Segment Start: Data provided
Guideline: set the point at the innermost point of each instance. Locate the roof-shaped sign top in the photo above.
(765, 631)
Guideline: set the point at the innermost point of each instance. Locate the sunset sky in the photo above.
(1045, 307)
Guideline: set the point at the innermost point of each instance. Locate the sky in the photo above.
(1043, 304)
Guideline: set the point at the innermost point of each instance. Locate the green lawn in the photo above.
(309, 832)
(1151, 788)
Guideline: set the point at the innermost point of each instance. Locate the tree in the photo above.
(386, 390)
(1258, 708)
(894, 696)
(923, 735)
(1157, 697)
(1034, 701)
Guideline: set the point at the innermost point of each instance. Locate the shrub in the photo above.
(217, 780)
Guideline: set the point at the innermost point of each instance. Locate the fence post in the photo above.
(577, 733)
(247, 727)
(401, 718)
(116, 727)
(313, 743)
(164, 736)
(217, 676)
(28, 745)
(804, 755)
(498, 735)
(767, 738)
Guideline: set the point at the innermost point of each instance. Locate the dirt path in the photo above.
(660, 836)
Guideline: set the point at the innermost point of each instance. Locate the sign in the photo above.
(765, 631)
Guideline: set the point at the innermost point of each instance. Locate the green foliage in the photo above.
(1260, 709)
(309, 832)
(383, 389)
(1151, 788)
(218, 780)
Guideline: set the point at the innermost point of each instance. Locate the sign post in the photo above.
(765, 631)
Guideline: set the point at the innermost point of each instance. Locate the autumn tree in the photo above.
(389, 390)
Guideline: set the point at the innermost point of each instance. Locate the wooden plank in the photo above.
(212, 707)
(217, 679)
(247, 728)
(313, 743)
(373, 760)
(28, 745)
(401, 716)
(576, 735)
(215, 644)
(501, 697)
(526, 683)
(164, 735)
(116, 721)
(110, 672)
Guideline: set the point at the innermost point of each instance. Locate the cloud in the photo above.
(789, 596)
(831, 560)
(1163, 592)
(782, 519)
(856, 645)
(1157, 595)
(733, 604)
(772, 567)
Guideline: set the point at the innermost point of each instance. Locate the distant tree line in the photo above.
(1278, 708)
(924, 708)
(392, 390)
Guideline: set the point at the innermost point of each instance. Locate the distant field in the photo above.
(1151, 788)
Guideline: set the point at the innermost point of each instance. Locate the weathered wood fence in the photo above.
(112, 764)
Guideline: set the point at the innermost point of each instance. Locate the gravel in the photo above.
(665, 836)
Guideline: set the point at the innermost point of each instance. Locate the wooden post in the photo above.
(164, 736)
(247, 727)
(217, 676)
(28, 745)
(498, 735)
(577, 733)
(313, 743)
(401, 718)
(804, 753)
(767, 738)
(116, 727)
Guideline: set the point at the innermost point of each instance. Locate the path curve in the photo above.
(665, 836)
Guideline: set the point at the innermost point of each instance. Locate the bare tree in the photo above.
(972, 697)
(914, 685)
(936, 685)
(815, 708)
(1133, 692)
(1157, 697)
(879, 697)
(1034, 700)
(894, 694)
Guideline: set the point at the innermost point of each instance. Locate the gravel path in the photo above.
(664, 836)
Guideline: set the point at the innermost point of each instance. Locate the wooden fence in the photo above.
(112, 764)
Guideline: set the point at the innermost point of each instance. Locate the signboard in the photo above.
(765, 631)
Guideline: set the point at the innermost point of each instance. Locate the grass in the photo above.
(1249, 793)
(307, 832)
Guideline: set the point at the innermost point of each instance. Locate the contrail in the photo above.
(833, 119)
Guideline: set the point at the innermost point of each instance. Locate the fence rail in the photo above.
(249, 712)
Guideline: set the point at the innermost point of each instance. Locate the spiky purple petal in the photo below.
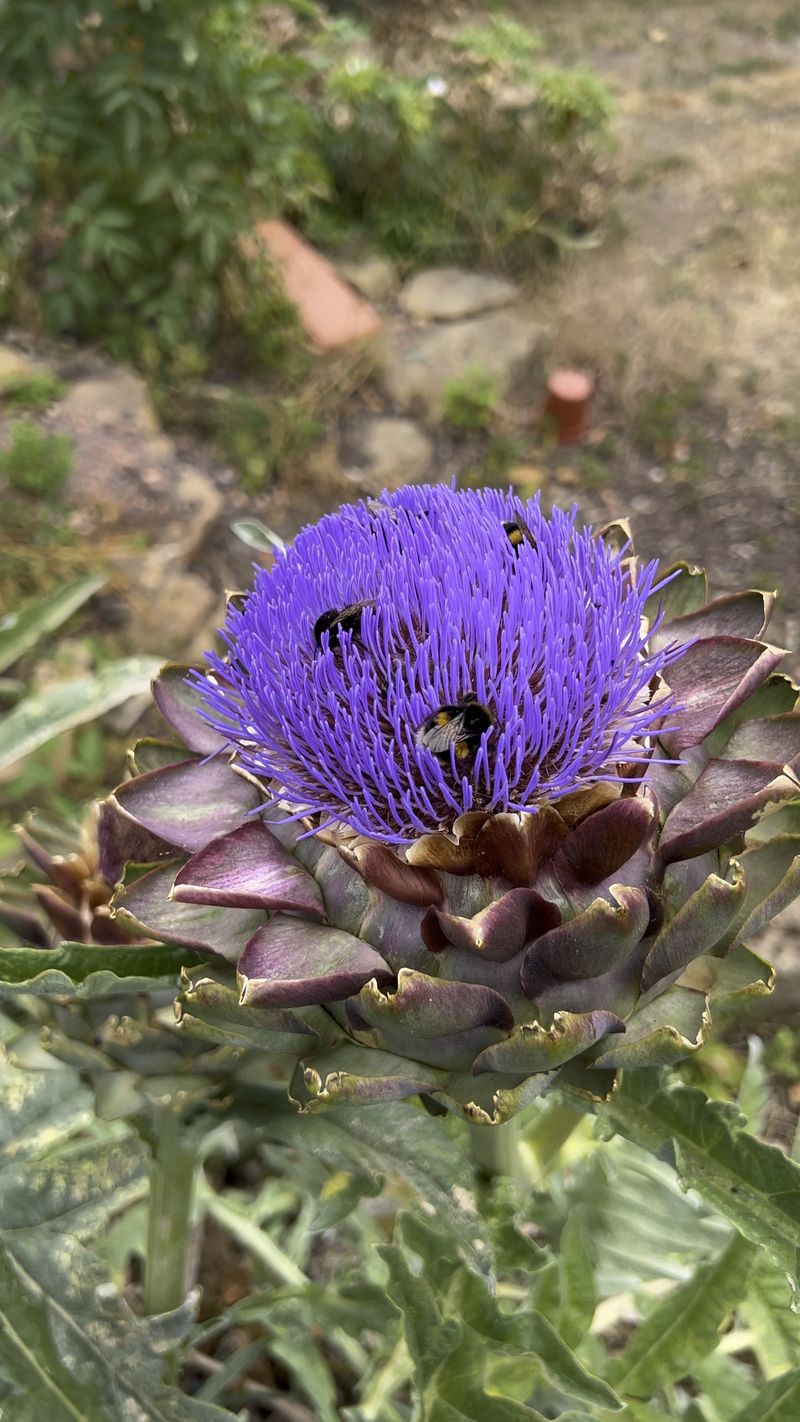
(549, 636)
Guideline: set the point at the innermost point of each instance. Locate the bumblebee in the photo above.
(334, 622)
(517, 533)
(458, 725)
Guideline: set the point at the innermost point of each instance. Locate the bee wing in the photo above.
(438, 738)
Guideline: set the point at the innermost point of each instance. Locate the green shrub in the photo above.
(36, 462)
(445, 169)
(139, 141)
(34, 391)
(469, 400)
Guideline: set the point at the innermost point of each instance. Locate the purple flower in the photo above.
(409, 660)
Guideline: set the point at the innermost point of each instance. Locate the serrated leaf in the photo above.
(775, 1327)
(84, 971)
(642, 1226)
(67, 704)
(726, 1385)
(401, 1142)
(22, 630)
(70, 1347)
(750, 1183)
(255, 533)
(68, 1343)
(779, 1401)
(577, 1294)
(685, 1326)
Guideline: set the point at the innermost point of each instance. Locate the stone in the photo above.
(374, 278)
(13, 366)
(385, 452)
(449, 295)
(331, 314)
(172, 612)
(201, 505)
(118, 397)
(505, 344)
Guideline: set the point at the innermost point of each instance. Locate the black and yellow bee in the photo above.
(517, 533)
(337, 620)
(455, 725)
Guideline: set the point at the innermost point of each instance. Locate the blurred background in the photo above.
(256, 260)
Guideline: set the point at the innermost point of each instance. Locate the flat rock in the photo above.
(385, 452)
(449, 295)
(114, 398)
(505, 344)
(174, 612)
(374, 278)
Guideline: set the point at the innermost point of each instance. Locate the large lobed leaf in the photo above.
(67, 704)
(70, 1347)
(755, 1186)
(22, 630)
(81, 970)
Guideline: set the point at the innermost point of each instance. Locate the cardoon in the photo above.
(473, 801)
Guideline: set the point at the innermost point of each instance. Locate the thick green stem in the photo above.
(174, 1173)
(496, 1151)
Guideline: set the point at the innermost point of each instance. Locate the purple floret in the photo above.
(546, 634)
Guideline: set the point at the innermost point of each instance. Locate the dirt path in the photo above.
(691, 314)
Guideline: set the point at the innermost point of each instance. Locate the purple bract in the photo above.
(546, 632)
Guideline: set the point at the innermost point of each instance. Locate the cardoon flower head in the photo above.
(473, 802)
(438, 602)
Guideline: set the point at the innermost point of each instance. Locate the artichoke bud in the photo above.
(471, 815)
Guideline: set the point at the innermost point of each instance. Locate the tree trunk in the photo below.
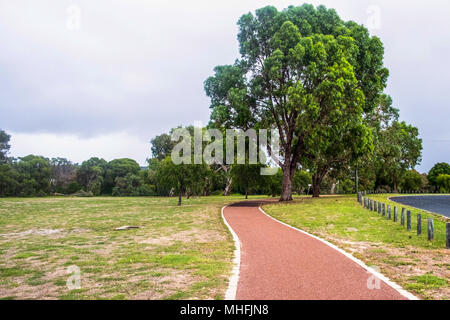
(286, 191)
(228, 187)
(395, 185)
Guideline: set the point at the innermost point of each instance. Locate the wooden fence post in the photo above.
Segment End: Data provided
[Description of the task]:
Please print every record exactly, leaving out the pictures.

[Result of this task]:
Guideline: set the point at the innermost point of each instance. Locate the roof-shaped sign top in the photo above.
(765, 631)
Guideline: set the point at the innermost point of each instance. Locate the sunset sky in the photo above.
(1045, 307)
Guideline: set the point at the innermost point of each instance. Locate the sky in the photo above.
(1043, 304)
Guideline: set the point at the innermost point of each instance. Locate the green lawn in the photo above.
(309, 832)
(1151, 788)
Guideline: set the point at the innermost point of each instance. Locate the tree in the photo above.
(386, 390)
(1258, 708)
(894, 696)
(923, 735)
(1157, 697)
(1034, 701)
Guideline: set the point at the innermost point of each instance. Locate the shrub in the photo above.
(217, 780)
Guideline: set the point at the innermost point of each instance. Locate the fence post in the photo above.
(577, 733)
(247, 727)
(401, 718)
(116, 727)
(313, 743)
(164, 736)
(217, 676)
(28, 745)
(804, 755)
(498, 735)
(767, 738)
Guideline: set the point at the innermost point of each instance. Locate the dirt path in the photo above.
(660, 836)
Guideline: set the point at the innermost point of each instance. Locate the sign in the photo above.
(765, 631)
Guideline: set the point at the innermost point of each instance. Locate the green foliage in the photo above.
(1260, 709)
(309, 832)
(383, 389)
(1151, 788)
(218, 780)
Guideline: set the point at the innermost point of each instance. Locate the sign post in the photo above.
(765, 631)
Guideline: set the point at the innermost point of each instance. Locate the autumn tree in the photo above.
(389, 390)
Guideline: set the point at the innermost point of each instance. Locate the wooden plank in the photo above.
(212, 707)
(217, 679)
(247, 728)
(313, 743)
(373, 760)
(28, 745)
(401, 716)
(576, 735)
(215, 644)
(501, 697)
(526, 683)
(164, 735)
(116, 721)
(110, 672)
Guideline: set the point at the innermost point of each instance. Locate the cloud in the photo above.
(789, 596)
(831, 560)
(1163, 592)
(782, 519)
(856, 645)
(1157, 595)
(733, 604)
(772, 567)
Guideline: set the point at the innermost point of each instance. Locate the distant tree line in the photo above.
(1278, 708)
(924, 708)
(392, 390)
Guideline: set the point at the innermost point of each instance. Locate the distant field in the photo above.
(1151, 788)
Guideline: set the point at the innermost point of each instance. Locate the weathered wood fence in the photo above.
(112, 764)
Guideline: set the point at the innermost point of each instance. Locate the gravel in the photo above.
(665, 836)
Guideline: set the point at the innermost point of each instance. Locate the wooden post in the photo above.
(164, 736)
(247, 727)
(217, 676)
(28, 745)
(498, 735)
(577, 733)
(313, 743)
(401, 718)
(804, 753)
(767, 738)
(116, 727)
Guideline: set the point at the innermost point of each instance. Locate the path curve in the photo above.
(665, 836)
Guideline: set the point at the innermost point of each instance. Locate the bare tree in the photo above.
(972, 697)
(914, 685)
(936, 685)
(815, 708)
(1133, 692)
(1157, 697)
(879, 697)
(1034, 700)
(894, 694)
Guideline: set the point at the innermost point of each instance. Locate the gravel path in the photo above.
(664, 836)
Guideline: set the point at the innermost point of each instance. Locate the wooden fence in the photo above.
(112, 764)
Guideline: set the point at the innermost point of each instance. Locate the signboard in the photo above.
(765, 631)
Guideline: set the point at the innermost point of each instance. Locate the grass in the photo above.
(1249, 793)
(307, 832)
Guideline: set the point at the innermost point of each instance. Locate the contrail in the photo above.
(833, 119)
Guideline: set the point at the innermost point of each instance. Locate the fence rail in the photo above.
(249, 712)
Guideline: set the point at the innermost point of each instance. Locate the spiky purple petal in the photo below.
(549, 636)
Guideline: set the point at the innermost point of each instance. Locate the bumblebee in the photo above.
(334, 622)
(517, 533)
(458, 725)
Guideline: set the point at the innermost point of each instance. Locate the bee wing in the photo above.
(438, 738)
Guideline: set the point at the innermost point of each instance. Locate the green shrub in the photo above.
(36, 462)
(445, 169)
(139, 141)
(34, 391)
(469, 400)
Guideline: set the point at the innermost point of each instance. Locate the purple flower in the photo above.
(409, 660)
Guideline: set the point at the innermost point of each instance. Locate the serrated leaf in the photo above.
(775, 1327)
(84, 971)
(642, 1226)
(67, 704)
(726, 1385)
(401, 1142)
(22, 630)
(70, 1347)
(750, 1183)
(255, 533)
(68, 1343)
(779, 1401)
(577, 1294)
(685, 1326)
Guideline: set the point at the innermost point of each instance. Locate the stone in the photo above.
(374, 278)
(13, 366)
(385, 452)
(449, 295)
(331, 314)
(172, 612)
(201, 505)
(118, 397)
(505, 344)
Guideline: set the point at the innermost point of each instance. Locate the black and yellow bee in the photo above.
(517, 533)
(337, 620)
(455, 725)
Guideline: set the point at the innermost point of each instance. Locate the blurred background in the photo above.
(256, 260)
Guideline: set the point at the innermost point of each instance. Locate the flat rock in the photo above.
(385, 452)
(449, 295)
(114, 398)
(505, 344)
(174, 612)
(374, 278)
Guideline: set the point at the innermost point of each instance. Locate the large lobed leaf in the photo above.
(67, 704)
(70, 1347)
(755, 1186)
(22, 630)
(81, 970)
Guideline: set the point at the innermost point of each instance. Locate the cardoon in the photo above.
(473, 801)
Guideline: set the point at the innermost point of each instance. Locate the thick green stem in the photo above.
(174, 1173)
(496, 1151)
Guideline: set the point at the innermost point of each instance. Locate the purple floret in the photo above.
(546, 634)
Guideline: set the point at the innermost point of each instance. Locate the dirt path in the photo above.
(691, 314)
Guideline: set the point at the innermost point of each instance. Locate the purple bract in the photo above.
(546, 632)
Guideline: set the point at the innermost point of each instance. Locate the cardoon flower head in the photo above.
(473, 802)
(438, 602)
Guideline: set the point at the innermost point of each instance. Locate the artichoke bud in the photo above.
(471, 815)
Guideline: set the point at the innermost point of each instance. Locate the tree trunk in the photo below.
(286, 191)
(228, 187)
(395, 185)
Guideline: set the point at the innermost point of each instance. Locate the wooden fence post in the photo above.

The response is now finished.